AMERICA'S FAVORITE NATIONAL PASTIME: HATING SOCCER



By Ann Coulter

 
I've held off on writing about soccer for a decade -- or about the length of the average soccer game -- so as not to offend anyone. But enough is enough. Any growing interest in soccer can only be a sign of the nation's moral decay.


(1) Individual achievement is not a big factor in soccer. In a real sport, players fumble passes, throw bricks and drop fly balls -- all in front of a crowd. When baseball players strike out, they're standing alone at the plate. But there's also individual glory in home runs, touchdowns and slam-dunks.


In soccer, the blame is dispersed and almost no one scores anyway. There are no heroes, no losers, no accountability, and no child's fragile self-esteem is bruised. There's a reason perpetually alarmed women are called "soccer moms," not "football moms."


Do they even have MVPs in soccer? Everyone just runs up and down the field and, every once in a while, a ball accidentally goes in. That's when we're supposed to go wild. I'm already asleep.


(2) Liberal moms like soccer because it's a sport in which athletic talent finds so little expression that girls can play with boys. No serious sport is co-ed, even at the kindergarten level.


(3) No other "sport" ends in as many scoreless ties as soccer. This was an actual marquee sign by the freeway in Long Beach, California, about a World Cup game last week: "2nd period, 11 minutes left, score: 0:0." Two hours later, another World Cup game was on the same screen: "1st period, 8 minutes left, score: 0:0." If Michael Jackson had treated his chronic insomnia with a tape of Argentina vs. Brazil instead of Propofol, he'd still be alive, although bored.


Even in football, by which I mean football, there are very few scoreless ties -- and it's a lot harder to score when a half-dozen 300-pound bruisers are trying to crush you.


(4) The prospect of either personal humiliation or major injury is required to count as a sport. Most sports are sublimated warfare. As Lady Thatcher reportedly said after Germany had beaten England in some major soccer game: Don't worry. After all, twice in this century we beat them at their national game.

- [Entries]:
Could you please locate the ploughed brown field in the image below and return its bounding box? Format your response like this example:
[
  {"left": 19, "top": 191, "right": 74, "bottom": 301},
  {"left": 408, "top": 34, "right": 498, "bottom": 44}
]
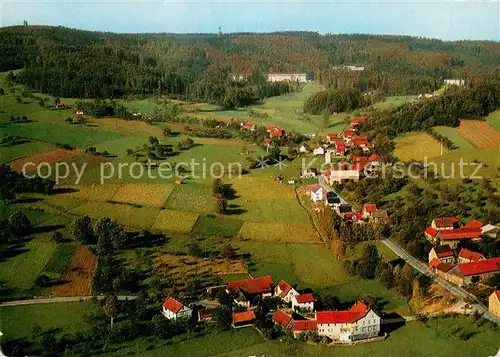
[
  {"left": 52, "top": 246, "right": 97, "bottom": 296},
  {"left": 458, "top": 120, "right": 500, "bottom": 149}
]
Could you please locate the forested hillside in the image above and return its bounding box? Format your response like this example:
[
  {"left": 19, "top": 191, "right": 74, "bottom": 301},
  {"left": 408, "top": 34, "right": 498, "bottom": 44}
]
[{"left": 0, "top": 26, "right": 500, "bottom": 98}]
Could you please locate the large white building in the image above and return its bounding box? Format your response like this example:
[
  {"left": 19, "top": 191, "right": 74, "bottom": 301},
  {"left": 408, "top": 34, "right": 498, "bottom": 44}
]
[
  {"left": 316, "top": 302, "right": 380, "bottom": 341},
  {"left": 267, "top": 73, "right": 307, "bottom": 83}
]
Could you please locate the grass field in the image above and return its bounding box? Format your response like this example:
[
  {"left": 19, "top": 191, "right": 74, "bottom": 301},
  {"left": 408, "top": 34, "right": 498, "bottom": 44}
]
[
  {"left": 0, "top": 237, "right": 56, "bottom": 290},
  {"left": 70, "top": 201, "right": 160, "bottom": 229},
  {"left": 238, "top": 221, "right": 320, "bottom": 243},
  {"left": 432, "top": 126, "right": 474, "bottom": 149},
  {"left": 191, "top": 215, "right": 243, "bottom": 237},
  {"left": 0, "top": 302, "right": 91, "bottom": 341},
  {"left": 151, "top": 209, "right": 198, "bottom": 233},
  {"left": 394, "top": 132, "right": 448, "bottom": 162},
  {"left": 486, "top": 109, "right": 500, "bottom": 130},
  {"left": 458, "top": 120, "right": 500, "bottom": 149}
]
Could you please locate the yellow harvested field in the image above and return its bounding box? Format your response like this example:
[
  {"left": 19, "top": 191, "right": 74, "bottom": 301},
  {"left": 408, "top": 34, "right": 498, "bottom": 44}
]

- [What to do]:
Please decide whether each statement agrees with the soccer column above, answering yes or no and quoting the deciding words. 1. The writer waited about ten years before writing on soccer. 2. The column holds that some serious sports are co-ed at the kindergarten level. 3. The marquee sign described in the column stood by a freeway in Long Beach, California.

- [Exercise answer]:
1. Yes: "I've held off on writing about soccer for a decade"
2. No: "No serious sport is co-ed, even at the kindergarten level."
3. Yes: "an actual marquee sign by the freeway in Long Beach, California"